# What is expected:
Reproduce every entry below line for line, keeping all text unchanged, and leave the pictures out.

---*---

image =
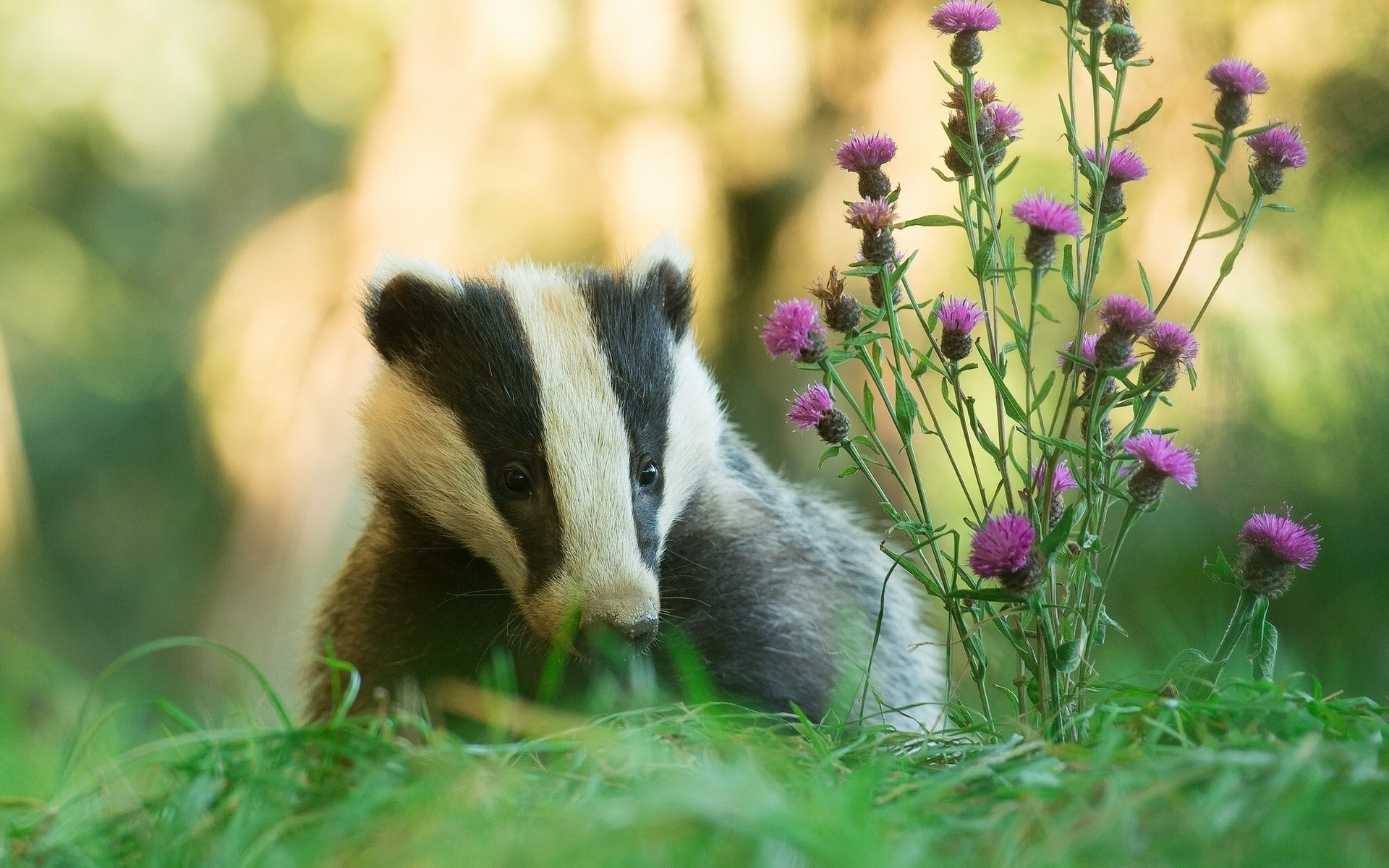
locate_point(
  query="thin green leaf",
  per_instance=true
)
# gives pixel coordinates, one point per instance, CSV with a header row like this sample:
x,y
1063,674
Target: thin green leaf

---*---

# Complete response:
image =
locate_point(
  query="thin green leaf",
  per_instance=true
)
# gives pixel coordinates, one point per instance, CSV with a header row like this sample:
x,y
1063,674
Target: thin green leaf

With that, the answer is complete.